Source records –
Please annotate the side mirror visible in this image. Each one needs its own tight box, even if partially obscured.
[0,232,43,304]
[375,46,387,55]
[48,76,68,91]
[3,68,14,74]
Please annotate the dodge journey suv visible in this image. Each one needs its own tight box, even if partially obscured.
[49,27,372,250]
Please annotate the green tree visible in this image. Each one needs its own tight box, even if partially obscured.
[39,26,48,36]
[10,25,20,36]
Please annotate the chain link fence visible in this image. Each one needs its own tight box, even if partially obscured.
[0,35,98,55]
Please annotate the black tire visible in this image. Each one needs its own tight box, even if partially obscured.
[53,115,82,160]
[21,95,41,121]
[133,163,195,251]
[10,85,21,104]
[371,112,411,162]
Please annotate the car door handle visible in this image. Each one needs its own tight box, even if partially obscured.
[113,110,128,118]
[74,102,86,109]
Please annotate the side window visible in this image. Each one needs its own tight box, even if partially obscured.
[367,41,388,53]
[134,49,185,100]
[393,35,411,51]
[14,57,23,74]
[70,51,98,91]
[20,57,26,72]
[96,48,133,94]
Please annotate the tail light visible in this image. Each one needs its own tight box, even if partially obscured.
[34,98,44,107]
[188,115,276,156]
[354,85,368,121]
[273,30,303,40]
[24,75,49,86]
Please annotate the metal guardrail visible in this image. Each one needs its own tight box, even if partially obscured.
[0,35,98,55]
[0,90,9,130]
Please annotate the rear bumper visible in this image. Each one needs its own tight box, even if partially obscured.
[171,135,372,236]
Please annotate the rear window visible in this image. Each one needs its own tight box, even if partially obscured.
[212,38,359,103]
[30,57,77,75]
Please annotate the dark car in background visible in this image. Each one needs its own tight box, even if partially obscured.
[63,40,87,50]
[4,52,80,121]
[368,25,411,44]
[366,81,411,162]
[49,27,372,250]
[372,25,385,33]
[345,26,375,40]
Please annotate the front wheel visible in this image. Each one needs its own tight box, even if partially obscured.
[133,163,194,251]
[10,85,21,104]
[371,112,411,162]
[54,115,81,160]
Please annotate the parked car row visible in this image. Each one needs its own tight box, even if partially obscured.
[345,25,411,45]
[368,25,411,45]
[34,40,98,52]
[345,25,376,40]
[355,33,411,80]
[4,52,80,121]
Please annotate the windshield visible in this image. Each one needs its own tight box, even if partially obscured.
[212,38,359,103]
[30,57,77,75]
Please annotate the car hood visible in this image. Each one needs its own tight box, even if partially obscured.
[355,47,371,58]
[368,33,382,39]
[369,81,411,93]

Problem statement – Rewrite every row above as a numbered list, leaving out any blank lines.

Answer to the exercise –
1. Please annotate the side mirror visible in this image. Each one needs its own tight box, even if partially obscured.
2. [0,232,43,304]
3. [375,46,387,55]
4. [48,76,68,91]
5. [3,68,14,74]
6. Please annotate the dodge journey suv visible in this image. Each one needs its own tight box, even if partially obscured.
7. [49,27,372,250]
8. Please annotate the green tree visible in this image. Each one needs its own tight box, even if partially obscured.
9. [39,26,48,36]
10. [10,25,20,36]
11. Please annotate the chain link fence visible in this image. Each one needs its own tight box, even if partially obscured.
12. [0,35,98,55]
13. Please annotate the black tire visible in this image. Each one needs its own tight box, even if partially obscured.
14. [53,115,82,160]
15. [21,95,41,121]
16. [133,163,195,251]
17. [10,85,21,104]
18. [371,112,411,162]
19. Please annotate the car door handle visible in this image. Each one needs its own tight box, even if partially obscured.
20. [113,110,128,118]
21. [74,102,86,109]
22. Please annotate the side window visible in this image. Each one needs its own tight box, even if partially obscured.
23. [367,41,388,53]
24. [134,49,185,100]
25. [393,35,411,51]
26. [14,57,23,74]
27. [70,51,98,91]
28. [20,57,26,72]
29. [96,48,133,94]
30. Please annotate the tail light visible in this image. Each one needs its own tight box, even if partially obscured.
31. [34,98,44,107]
32. [188,115,276,156]
33. [354,85,368,121]
34. [273,30,303,40]
35. [24,75,49,86]
36. Please annotate the metal guardrail visible in this image. Each one needs its own tight box, even if partially obscured.
37. [0,35,98,55]
38. [0,90,9,130]
39. Please annotate the rear bumper visible in this image. Each one needs its own tight box, even if partially obscured.
40. [171,135,372,236]
41. Please annotate the rear window visible in this image. Each one needs its own tight box, even if partially obscured.
42. [212,38,359,103]
43. [30,57,77,75]
44. Please annotate the dark car in background visible in this image. Each one needs its own tight box, even if partially obscured.
45. [63,40,87,50]
46. [4,52,80,121]
47. [368,25,411,44]
48. [366,81,411,162]
49. [49,27,372,250]
50. [372,25,385,33]
51. [345,26,375,40]
52. Please annotate the front wheel visible in this image. Each one needs its own tight box, even if partially obscured.
53. [133,163,194,251]
54. [10,85,21,104]
55. [371,112,411,162]
56. [54,115,81,160]
57. Please annotate the parked car row visible in this image. Each one needs its own tight box, even if partially obscured.
58. [345,25,411,45]
59. [368,25,411,45]
60. [34,40,98,52]
61. [345,25,376,40]
62. [355,33,411,80]
63. [4,52,80,121]
64. Please annotate the windshield visible in this image. Each one needs its own tight box, even if partially obscured.
65. [212,38,359,103]
66. [30,57,77,75]
67. Please annotate the car hood visible in this image. Each one needs its own tight box, even if partially obscured.
68. [355,47,371,58]
69. [368,33,382,39]
70. [369,81,411,93]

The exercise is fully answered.